EXERCISE OBJECTIVE:
Copy the text about Marvo the Wonder Chicken word for word, from start to finish.

DOCUMENT:
☆ ☆ ☆ ☆ ☆

Marvo the Wonder Chicken is a character in the UK comic The Dandy. The strip first appeared in 1990, and continued in odd issues until 1999. He returned in 2008 to tie in with the planned DC Thomson TV series. The strip is "silent", with only words such as "Crash" and "Bang", and ending with Marvo saying "Ta-da".
Marvo's sidekick and biggest fan, Henry Thrapplewhacker XLIX, also appears.

The strip was originally drawn by Syd Kitching, then by Jim Hansen; it took up half a page in the comic, and either one or two pages in the annuals. Jim Hansen was also drawing Jak and P5 for The Dandy, and Buster for his self-titled comic. When the strip returned in Dandy Xtreme 18 years later, it was drawn by Nigel Parkinson, who at the time was also drawing Dennis the Menace, Bea and Ivy the Terrible for The Beano, Dennis and Gnasher for BeanoMAX, and Cuddles and Dimples for the Dandy. It was dropped after Dandy Xtreme reverted to just The Dandy, with Marvo taking his final bow in issue 3507, dated 9 October 2010. He returned in issue 3515, dated 18 December 2010, but has not returned since.

☆ ☆ ☆ ☆ ☆

DATASET EXCERPT:

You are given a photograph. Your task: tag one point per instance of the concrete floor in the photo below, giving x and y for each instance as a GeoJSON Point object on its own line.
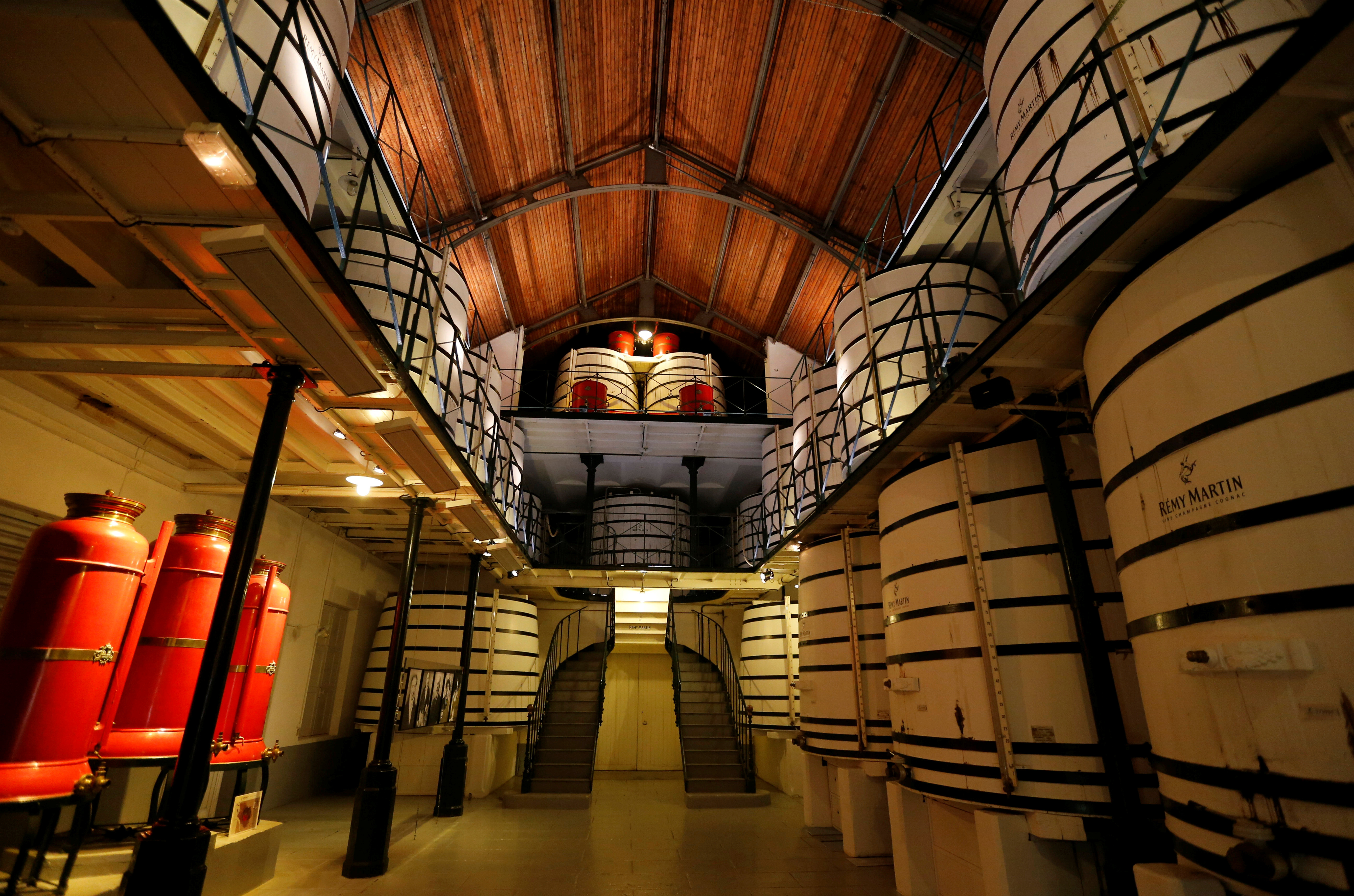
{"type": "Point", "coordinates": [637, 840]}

☆ ☆ ☆ ☆ ☆

SOLUTION BELOW:
Marvo the Wonder Chicken is a character in the UK comic The Dandy. The strip first appeared in 1990, and continued in odd issues until 1999. He returned in 2008 to tie in with the planned DC Thomson TV series. The strip is "silent", with only words such as "Crash" and "Bang", and ending with Marvo saying "Ta-da".
Marvo's sidekick and biggest fan, Henry Thrapplewhacker XLIX, also appears.

The strip was originally drawn by Syd Kitching, then by Jim Hansen; it took up half a page in the comic, and either one or two pages in the annuals. Jim Hansen was also drawing Jak and P5 for The Dandy, and Buster for his self-titled comic. When the strip returned in Dandy Xtreme 18 years later, it was drawn by Nigel Parkinson, who at the time was also drawing Dennis the Menace, Bea and Ivy the Terrible for The Beano, Dennis and Gnasher for BeanoMAX, and Cuddles and Dimples for the Dandy. It was dropped after Dandy Xtreme reverted to just The Dandy, with Marvo taking his final bow in issue 3507, dated 9 October 2010. He returned in issue 3515, dated 18 December 2010, but has not returned since.